EXERCISE OBJECTIVE – Please reproduce every line of the material below word for word, changing nothing.

(Data entries)
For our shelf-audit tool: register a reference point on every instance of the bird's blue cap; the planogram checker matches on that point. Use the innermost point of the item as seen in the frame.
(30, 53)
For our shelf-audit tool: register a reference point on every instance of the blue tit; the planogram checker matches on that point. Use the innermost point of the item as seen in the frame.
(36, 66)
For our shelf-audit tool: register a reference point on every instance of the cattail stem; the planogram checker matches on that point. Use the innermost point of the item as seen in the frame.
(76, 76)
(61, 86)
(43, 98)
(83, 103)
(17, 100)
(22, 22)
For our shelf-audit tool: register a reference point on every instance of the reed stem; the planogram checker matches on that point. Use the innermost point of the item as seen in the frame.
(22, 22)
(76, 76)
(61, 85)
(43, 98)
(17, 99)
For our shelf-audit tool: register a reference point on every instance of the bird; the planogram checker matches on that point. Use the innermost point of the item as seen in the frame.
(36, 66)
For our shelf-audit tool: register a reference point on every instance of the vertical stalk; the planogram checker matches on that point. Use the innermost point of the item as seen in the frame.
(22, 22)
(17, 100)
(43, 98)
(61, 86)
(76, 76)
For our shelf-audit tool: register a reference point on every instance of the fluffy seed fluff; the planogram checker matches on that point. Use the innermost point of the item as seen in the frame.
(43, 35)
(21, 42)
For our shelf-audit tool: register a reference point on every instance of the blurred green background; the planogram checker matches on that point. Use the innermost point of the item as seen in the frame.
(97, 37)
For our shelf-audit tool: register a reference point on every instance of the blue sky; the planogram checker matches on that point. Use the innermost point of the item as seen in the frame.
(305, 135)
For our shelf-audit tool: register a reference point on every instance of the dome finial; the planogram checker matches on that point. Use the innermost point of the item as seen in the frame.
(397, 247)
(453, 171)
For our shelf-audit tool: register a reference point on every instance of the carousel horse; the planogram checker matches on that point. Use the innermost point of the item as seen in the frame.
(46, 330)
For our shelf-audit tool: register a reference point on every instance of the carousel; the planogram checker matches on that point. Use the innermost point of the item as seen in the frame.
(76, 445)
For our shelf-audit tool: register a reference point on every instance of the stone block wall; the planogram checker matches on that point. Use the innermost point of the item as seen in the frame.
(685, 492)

RIGHT ANSWER –
For our shelf-audit tool: register a reference point on every instance of the bird's blue cap; the planogram checker matches on that point. Use the innermost point of the item as seen in the frame.
(30, 53)
For our shelf-audit tool: register a reference point on every instance of the blue tit; the planogram checker matches on that point. Use the innermost point of the item as seen in the frame.
(36, 66)
For our shelf-audit tool: register a reference point on every instance of the cattail stem; the planogram checker matches on that point. Use the innermost point of the item as seen in the frame.
(76, 76)
(61, 86)
(43, 98)
(83, 103)
(17, 100)
(22, 22)
For our shelf-audit tool: register a reference point on every instance of the reed stem; the planogram checker matches on that point. Use the innermost point of the item as seen in the frame.
(22, 22)
(76, 76)
(61, 85)
(43, 98)
(17, 99)
For our shelf-audit tool: register a reference point on every instance of the bird; the planogram checker matches on that point. Use the innermost point of the item as seen in the frame.
(36, 66)
For our shelf-audit tool: register a reference point on every instance of the vertical stalk; the planogram checker matches on that point. Use the innermost point of the item as seen in the frame.
(22, 22)
(17, 100)
(43, 98)
(61, 86)
(76, 76)
For our shelf-audit tool: register a reference point on every instance of the fluffy seed fluff; the planogram checker matches on that point. Use the innermost point of the item as seen in the frame.
(43, 35)
(21, 42)
For our shelf-audit tool: register a reference point on every instance of the blurred green background; the planogram checker matches on that point. Use the innermost point of the item as seen in the frame.
(97, 37)
For our shelf-audit tool: register a reference point on every instance of the blue sky; the planogram checker matches on that point. Use the innermost point of the item as seen in the frame.
(305, 135)
For our shelf-audit tool: register a reference point on every instance of the dome finial; the planogram checker matches on that point. Use the innermost point of the item as seen in the frame.
(397, 247)
(453, 171)
For our shelf-audit tool: register a reference point on every instance of the carousel horse; the planogram checker matches on that point. Use the innermost point of the item as seen in the frame.
(46, 330)
For our shelf-audit tool: register a reference point on every instance of the carousel; the planogram checker matches on that point. Use the innermost point of the item as seen in the frame.
(76, 445)
For our shelf-audit tool: register a reference point on every instance of the stone block wall; the planogram checker matches on that point. Use the innermost point of the item as seen in the frame.
(685, 492)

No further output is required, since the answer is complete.